Vorliegender Text -
....
Seit vielen Jahren benutzt der Bündner Künstler Corsin Fontana die Ölkreide auf Papier oder auf Leinwand. Bilder aus den vergangenen zehn Jahren mit einer Rückschau aufs Gesamtwerk sind im Bündner Kunstmuseum zu sehen.

Corsin Fontanas Künstlerbiographie ist die konsequente Suche nach der radikalen Vereinfachung und Verdichtung. Auf seinen Bildern entstehen horizontale und vertikale Linien und Gitterstrukturen auf weissem Grund. Die grosszügig konzipierte Ausstellung «Scalafundas» erlaubt einen umfassenden Einblick in das Werk eines Denkers und Handwerkers, der mit Bedacht und Konzentration arbeitet

#49, 2017, Ölkreide auf Leinwand.© Museum zu Allerheiligen, Schaffhausen. Sturzenegger-Stiftung

Scalafundas heissen zwei Zeichnungen von 1968, die der Churer Ausstellung die Überschrift nachzusehen. Zwar finden Sie dort scala – Leiter, auch Tonleiter, und fund – der Boden, die Basis. Scalafundas ist jedoch eine Wortschöpfung, die im Dialog Fontanas mit seinem Emser Jugendfreund Alberto Rainolter einst entstanden ist, wie wir hören durften.

Ebenso kryptisch ist der Titel des Katalogs, oder vielmehr des Künstlerbuchs, welches zu der Ausstellung herausgegeben worden ist: Schgh könnte das Geräusch der Ölkreide sein, die Fontana in einem präzisen Strich über die Leinwand führt. So befremdlich die Buchstabenfolge auf dem roten Leinenumschlag, so aufschlussreich das Innere des Buchs: Was Museumsdirektor und Herausgeber Stephan Kunz in seinem Essay Interferenzen schreibt, erlaubt einen Einstieg in das auf Anhieb nicht leicht zugängliche Werk Fontanas.
....
Datenzeilen -
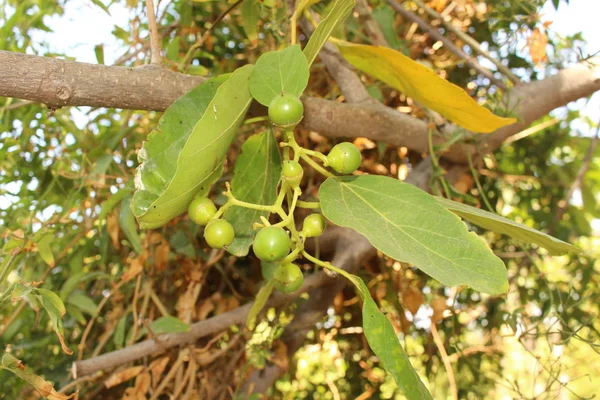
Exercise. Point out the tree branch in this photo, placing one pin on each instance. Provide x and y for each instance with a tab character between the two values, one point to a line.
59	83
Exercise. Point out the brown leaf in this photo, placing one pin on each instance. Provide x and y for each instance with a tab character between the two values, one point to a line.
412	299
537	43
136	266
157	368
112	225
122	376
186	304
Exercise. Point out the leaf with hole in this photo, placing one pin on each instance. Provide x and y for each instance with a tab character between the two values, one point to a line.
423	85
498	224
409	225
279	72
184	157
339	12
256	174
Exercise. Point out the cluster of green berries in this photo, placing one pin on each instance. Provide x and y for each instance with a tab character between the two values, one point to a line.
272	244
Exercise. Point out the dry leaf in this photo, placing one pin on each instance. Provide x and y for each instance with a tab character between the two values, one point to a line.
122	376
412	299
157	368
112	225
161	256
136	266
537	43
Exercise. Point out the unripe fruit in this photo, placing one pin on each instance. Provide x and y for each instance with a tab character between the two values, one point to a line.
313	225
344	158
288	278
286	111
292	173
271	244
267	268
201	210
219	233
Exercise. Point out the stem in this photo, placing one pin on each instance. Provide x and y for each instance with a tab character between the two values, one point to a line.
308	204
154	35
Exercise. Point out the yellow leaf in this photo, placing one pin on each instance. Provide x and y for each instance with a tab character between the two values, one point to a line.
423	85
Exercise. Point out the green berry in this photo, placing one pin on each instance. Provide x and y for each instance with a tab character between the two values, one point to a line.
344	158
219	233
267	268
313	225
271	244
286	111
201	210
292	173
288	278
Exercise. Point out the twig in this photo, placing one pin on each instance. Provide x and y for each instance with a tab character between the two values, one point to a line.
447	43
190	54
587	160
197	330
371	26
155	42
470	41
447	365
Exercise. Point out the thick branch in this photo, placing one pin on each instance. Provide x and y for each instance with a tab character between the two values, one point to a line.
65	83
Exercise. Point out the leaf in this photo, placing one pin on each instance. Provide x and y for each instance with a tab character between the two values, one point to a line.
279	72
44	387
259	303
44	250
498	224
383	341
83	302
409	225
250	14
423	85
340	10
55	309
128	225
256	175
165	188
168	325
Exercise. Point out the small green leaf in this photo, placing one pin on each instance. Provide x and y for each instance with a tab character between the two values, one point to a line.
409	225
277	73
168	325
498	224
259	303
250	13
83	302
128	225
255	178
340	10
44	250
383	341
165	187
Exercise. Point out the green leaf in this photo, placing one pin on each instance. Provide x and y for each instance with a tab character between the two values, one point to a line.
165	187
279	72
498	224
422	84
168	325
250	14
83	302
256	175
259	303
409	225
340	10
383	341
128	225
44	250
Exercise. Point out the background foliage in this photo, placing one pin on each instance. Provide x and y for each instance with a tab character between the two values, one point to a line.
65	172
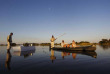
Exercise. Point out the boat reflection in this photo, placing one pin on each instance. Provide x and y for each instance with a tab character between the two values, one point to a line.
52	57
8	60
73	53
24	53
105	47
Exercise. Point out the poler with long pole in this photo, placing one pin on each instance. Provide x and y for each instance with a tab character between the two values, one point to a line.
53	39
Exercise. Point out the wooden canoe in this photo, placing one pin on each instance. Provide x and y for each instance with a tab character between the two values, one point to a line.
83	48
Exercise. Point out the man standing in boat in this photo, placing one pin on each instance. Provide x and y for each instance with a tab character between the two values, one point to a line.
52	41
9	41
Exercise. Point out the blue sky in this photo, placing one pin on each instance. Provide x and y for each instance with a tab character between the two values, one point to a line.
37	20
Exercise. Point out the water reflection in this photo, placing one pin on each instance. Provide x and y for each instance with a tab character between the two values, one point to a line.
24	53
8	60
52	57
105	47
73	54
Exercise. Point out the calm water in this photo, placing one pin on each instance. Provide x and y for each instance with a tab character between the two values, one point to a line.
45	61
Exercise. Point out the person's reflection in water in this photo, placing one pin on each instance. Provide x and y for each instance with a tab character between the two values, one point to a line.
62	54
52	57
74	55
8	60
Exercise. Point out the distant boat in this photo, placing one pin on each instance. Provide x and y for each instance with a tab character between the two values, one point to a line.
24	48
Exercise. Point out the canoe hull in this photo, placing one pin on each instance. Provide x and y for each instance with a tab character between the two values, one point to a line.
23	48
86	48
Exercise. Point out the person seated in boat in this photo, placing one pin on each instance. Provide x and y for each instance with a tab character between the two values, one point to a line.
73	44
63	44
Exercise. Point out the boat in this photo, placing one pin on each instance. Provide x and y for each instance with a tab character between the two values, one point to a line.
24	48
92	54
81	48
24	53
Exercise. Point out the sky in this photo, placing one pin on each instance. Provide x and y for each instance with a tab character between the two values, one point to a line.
....
Aufgabenstellung -
Nehmen Sie den Text über die Ausstellung «Scalafundas» im Bündner Kunstmuseum an seinem Ende wieder auf und schreiben Sie ihn weiter. Die Zeilen spielen hierbei keine Rolle.

Die Antwort -
Das Künstlerbuch «Schgh» ist schwarz und weiss, arabisch und deutsch. Jeweils links das Bild einer Musikkassette, rechts ein Werk von Corsin Fontana. Hg. vom Bündner Kunstmuseum Chur, Verlag Scheidegger & Spiess, 2021. ISBN 978-3-03942-043-0

Bei einem Atelierbesuch fällt Kunz› Aufmerksamkeit auf Kassetten und CDs: Es ist die riesige Sammlung an Musik aus dem arabischen Raum, die Corsin Fontana in Jahrzehnten gesammelt hat und die er sich regelmässig anhört – auch während der Arbeit an einem Bild. Musik, die ihn ruhig werden lässt und Spannungen abbauen hilft. Fontana gibt Hörbeispiele. Der Künstler erzählt, der Kurator versteht: Die Klänge und Rhythmen, deren sinnlichem Sog man sich kaum entziehen kann, fliessen in die abstrakten, aber keinesfalls akademisch konstruierten Bilder.

 

Gross wie ein Leintuch ist der Holzschnitt auf Baumwolltuch von 1980. Büpndner Kunstmuseum Chur.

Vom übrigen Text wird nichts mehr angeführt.